== Instruction ==
Output the lines of the material as a JSON list of strings, one string per line, leaving out blank lines. Start at the first line of the material and stop after the line that contains "Outlines of the drooping".

(Raw records)
^^^^^^^^

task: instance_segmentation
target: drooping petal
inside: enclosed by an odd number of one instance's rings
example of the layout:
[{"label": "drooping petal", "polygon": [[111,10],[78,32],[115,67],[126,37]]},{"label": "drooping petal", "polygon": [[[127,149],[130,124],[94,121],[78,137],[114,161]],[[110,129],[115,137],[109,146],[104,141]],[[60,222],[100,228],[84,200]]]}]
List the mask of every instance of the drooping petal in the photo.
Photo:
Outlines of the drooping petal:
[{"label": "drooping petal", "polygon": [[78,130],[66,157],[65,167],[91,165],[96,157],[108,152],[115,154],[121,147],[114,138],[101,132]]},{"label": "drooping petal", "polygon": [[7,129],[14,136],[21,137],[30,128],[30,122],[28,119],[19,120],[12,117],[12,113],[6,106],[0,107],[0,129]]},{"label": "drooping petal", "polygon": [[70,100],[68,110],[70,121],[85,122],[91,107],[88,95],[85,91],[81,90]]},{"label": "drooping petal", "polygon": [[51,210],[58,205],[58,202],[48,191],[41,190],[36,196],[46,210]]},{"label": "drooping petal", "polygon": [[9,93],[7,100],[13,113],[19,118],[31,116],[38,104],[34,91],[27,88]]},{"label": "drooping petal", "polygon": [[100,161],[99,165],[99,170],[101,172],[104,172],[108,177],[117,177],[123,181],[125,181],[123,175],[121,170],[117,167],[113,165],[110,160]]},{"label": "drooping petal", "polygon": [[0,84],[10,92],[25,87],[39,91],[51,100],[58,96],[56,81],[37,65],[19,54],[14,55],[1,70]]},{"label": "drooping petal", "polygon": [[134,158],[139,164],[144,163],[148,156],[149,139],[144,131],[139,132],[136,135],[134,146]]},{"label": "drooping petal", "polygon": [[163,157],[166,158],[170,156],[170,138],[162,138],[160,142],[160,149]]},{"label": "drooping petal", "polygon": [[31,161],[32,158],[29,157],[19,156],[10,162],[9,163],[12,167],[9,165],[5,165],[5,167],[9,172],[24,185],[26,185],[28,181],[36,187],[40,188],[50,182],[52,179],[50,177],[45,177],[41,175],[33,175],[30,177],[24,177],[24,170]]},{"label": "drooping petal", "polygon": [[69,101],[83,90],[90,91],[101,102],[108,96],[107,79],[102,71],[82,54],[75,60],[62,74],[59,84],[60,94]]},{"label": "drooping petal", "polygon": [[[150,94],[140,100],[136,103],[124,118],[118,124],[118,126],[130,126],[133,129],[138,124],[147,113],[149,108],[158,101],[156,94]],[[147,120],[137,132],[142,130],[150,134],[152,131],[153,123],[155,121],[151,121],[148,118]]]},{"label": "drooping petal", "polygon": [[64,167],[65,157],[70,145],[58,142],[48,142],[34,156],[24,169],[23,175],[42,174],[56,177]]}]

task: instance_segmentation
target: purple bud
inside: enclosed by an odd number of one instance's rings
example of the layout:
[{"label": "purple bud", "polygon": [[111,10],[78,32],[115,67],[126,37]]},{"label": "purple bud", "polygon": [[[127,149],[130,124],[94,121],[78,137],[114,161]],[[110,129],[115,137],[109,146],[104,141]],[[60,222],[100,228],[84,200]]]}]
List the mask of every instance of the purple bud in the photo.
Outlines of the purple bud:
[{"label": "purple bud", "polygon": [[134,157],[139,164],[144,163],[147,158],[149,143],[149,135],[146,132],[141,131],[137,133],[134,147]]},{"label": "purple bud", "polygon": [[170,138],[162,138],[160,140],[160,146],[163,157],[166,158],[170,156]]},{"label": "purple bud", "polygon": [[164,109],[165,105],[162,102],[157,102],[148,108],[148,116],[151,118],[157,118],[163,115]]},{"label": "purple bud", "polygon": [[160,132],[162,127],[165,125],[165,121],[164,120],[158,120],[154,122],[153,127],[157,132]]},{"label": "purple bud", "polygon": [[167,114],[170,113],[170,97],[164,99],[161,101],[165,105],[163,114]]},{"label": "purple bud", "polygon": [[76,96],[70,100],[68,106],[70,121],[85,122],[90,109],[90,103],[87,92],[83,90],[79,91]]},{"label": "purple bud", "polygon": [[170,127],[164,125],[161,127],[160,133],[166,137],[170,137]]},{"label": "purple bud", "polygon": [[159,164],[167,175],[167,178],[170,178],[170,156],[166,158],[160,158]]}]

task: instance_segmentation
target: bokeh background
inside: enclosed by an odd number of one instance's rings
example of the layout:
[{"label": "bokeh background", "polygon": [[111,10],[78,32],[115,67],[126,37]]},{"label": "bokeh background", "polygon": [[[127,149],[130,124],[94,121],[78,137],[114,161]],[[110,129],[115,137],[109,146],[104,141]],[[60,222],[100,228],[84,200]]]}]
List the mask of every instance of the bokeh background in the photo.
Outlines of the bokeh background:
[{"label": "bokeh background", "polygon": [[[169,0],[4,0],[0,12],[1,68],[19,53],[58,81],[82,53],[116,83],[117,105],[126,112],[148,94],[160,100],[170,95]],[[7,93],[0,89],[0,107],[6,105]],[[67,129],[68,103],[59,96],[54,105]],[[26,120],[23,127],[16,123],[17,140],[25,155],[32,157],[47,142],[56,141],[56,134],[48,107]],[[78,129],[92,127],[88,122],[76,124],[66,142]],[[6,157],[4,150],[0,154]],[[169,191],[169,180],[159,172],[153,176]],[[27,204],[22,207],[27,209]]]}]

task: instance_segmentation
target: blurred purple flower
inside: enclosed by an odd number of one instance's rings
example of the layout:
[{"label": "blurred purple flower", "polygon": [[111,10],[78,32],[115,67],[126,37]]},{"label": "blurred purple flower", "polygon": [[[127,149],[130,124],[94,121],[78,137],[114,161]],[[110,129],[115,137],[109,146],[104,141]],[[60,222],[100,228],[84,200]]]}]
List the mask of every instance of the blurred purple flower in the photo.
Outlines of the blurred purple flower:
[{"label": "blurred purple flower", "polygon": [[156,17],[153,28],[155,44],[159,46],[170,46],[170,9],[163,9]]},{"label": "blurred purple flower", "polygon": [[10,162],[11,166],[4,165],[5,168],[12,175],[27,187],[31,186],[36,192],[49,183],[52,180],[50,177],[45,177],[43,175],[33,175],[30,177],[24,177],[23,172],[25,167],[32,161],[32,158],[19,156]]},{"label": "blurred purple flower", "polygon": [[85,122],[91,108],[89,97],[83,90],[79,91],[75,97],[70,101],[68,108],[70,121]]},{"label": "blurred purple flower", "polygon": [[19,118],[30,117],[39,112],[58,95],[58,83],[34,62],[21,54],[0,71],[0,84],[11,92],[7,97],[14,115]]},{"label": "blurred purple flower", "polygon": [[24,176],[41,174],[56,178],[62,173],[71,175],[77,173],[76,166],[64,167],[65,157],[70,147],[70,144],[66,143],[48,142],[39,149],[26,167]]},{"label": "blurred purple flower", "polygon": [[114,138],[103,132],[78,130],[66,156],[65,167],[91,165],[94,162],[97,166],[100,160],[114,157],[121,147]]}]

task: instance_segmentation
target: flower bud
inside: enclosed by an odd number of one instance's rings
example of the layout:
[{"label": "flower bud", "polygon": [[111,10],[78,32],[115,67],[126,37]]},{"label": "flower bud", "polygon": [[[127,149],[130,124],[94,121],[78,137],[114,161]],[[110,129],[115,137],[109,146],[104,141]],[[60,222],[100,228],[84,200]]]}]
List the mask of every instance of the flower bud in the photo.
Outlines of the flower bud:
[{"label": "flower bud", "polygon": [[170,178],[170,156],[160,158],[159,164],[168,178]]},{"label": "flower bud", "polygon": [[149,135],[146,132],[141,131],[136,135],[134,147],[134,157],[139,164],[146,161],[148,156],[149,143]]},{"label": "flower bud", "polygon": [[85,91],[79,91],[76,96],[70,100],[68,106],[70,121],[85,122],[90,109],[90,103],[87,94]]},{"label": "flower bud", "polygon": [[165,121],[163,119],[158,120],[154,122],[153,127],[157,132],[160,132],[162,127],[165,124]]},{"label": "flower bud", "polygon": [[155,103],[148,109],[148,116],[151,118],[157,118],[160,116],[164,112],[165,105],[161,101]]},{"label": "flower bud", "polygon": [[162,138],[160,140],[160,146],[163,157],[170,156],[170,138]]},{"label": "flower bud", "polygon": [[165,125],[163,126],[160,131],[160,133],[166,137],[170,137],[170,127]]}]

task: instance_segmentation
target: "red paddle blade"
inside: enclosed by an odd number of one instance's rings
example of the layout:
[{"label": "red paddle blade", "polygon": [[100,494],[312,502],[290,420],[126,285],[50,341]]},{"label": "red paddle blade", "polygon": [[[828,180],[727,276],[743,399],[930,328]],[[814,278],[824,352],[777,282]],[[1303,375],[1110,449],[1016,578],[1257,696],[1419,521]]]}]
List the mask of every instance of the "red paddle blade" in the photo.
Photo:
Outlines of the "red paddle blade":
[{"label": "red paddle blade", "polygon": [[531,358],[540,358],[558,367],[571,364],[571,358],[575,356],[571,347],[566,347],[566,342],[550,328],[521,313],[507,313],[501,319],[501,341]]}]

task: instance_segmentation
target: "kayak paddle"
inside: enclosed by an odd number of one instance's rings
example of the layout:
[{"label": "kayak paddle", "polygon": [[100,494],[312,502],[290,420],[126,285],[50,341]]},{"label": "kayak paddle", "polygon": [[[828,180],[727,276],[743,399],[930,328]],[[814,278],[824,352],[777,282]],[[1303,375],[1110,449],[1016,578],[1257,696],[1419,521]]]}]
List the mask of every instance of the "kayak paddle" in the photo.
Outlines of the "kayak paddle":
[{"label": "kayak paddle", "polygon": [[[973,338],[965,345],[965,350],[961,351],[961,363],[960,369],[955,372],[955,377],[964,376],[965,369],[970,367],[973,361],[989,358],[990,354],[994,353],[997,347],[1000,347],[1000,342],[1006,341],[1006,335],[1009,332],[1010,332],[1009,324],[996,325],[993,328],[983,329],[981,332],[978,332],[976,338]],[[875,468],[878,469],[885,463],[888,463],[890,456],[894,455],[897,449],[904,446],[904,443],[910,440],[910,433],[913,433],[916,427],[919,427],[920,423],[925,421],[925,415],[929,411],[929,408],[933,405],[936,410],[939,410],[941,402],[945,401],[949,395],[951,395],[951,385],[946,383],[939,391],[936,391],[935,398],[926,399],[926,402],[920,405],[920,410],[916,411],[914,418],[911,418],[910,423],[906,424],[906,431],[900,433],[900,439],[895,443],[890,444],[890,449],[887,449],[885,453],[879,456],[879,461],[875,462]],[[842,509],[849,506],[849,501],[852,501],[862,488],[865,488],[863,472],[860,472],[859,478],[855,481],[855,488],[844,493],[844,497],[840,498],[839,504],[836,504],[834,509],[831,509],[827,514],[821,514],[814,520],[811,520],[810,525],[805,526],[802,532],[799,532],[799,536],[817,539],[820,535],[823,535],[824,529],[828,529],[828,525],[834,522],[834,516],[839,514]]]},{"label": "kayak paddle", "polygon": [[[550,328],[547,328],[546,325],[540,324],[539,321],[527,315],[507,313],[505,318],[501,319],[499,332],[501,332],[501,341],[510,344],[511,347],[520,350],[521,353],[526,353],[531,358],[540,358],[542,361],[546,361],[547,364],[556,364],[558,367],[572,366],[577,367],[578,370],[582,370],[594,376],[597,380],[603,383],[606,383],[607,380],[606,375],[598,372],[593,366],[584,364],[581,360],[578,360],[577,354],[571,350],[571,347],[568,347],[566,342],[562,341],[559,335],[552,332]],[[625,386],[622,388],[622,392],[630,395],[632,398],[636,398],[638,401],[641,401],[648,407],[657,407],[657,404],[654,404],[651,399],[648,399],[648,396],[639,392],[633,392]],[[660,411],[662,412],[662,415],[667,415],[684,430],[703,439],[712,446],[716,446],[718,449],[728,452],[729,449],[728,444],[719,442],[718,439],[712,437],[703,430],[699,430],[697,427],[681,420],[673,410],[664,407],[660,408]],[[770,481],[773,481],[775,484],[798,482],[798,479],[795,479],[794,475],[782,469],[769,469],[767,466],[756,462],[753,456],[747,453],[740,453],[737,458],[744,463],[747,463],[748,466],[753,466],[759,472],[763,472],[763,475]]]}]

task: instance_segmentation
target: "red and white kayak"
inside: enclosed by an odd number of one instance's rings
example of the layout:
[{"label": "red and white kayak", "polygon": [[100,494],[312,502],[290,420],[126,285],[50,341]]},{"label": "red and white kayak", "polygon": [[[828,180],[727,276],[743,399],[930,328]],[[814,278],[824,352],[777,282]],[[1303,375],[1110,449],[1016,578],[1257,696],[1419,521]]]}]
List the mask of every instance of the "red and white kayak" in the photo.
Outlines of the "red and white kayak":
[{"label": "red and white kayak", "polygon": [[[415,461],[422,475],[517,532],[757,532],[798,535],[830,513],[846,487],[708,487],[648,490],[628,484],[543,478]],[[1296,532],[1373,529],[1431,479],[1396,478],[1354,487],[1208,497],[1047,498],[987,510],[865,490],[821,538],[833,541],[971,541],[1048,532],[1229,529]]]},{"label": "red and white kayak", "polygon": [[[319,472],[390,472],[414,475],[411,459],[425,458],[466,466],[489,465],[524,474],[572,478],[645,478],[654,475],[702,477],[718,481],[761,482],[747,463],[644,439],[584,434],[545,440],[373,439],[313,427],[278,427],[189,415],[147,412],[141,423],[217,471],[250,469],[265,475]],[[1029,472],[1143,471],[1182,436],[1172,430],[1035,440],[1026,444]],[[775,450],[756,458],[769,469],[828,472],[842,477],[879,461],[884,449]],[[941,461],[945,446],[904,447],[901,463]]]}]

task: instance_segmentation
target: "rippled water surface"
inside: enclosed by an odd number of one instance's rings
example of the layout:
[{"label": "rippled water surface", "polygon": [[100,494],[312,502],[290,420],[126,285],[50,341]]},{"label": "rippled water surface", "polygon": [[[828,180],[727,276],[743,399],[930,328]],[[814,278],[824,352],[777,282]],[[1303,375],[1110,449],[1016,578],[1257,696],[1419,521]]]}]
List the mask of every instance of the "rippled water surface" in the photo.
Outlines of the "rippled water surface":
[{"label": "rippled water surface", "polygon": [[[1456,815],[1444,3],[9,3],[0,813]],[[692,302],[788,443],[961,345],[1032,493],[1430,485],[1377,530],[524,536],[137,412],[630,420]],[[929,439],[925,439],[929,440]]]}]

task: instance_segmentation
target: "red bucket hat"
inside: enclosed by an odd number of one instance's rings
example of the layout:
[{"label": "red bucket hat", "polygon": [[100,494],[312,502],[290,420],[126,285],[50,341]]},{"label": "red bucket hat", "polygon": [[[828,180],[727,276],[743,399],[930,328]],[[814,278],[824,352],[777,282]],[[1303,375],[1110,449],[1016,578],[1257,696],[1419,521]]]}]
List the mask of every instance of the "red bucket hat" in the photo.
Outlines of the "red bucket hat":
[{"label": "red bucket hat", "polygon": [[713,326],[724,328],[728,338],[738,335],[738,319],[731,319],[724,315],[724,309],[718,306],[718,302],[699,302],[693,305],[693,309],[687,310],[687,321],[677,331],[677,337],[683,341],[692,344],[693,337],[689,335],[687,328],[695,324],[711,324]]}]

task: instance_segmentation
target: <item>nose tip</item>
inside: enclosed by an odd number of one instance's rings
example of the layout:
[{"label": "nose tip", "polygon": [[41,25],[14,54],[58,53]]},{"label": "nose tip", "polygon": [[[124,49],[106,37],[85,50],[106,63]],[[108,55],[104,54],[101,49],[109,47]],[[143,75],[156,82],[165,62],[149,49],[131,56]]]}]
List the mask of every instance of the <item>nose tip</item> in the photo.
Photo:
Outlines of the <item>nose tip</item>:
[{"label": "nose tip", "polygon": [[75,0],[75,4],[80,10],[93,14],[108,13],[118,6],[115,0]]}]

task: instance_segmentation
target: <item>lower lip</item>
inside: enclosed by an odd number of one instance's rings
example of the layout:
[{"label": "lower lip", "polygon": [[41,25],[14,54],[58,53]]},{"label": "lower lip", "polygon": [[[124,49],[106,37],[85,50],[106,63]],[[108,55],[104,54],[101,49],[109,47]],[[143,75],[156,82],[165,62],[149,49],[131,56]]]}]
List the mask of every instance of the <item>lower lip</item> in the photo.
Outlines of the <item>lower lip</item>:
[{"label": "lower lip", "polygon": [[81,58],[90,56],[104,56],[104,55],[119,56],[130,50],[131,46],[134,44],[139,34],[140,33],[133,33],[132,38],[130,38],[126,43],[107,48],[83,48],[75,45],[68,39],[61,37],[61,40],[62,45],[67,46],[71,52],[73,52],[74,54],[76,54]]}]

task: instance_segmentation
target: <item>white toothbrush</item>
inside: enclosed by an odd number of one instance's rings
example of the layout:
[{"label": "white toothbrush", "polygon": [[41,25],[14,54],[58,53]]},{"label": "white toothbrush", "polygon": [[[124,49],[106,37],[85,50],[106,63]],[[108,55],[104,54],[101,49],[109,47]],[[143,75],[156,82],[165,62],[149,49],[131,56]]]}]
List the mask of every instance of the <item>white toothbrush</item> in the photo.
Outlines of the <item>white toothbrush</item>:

^^^^^^^^

== Worked solution ==
[
  "task: instance_segmentation",
  "target: drooping petal",
  "inside: enclosed by an odd number of one instance's rings",
  "example of the layout:",
  "[{\"label\": \"drooping petal\", \"polygon\": [[111,10],[78,32],[115,67],[126,37]]},{\"label\": \"drooping petal\", \"polygon\": [[[127,149],[130,124],[94,121],[78,137],[114,161]],[[110,129],[115,137],[109,146],[104,141]],[[60,222],[100,228],[84,200]]]}]",
  "List the mask of every instance of the drooping petal in the photo.",
  "Photo:",
  "Outlines of the drooping petal:"
]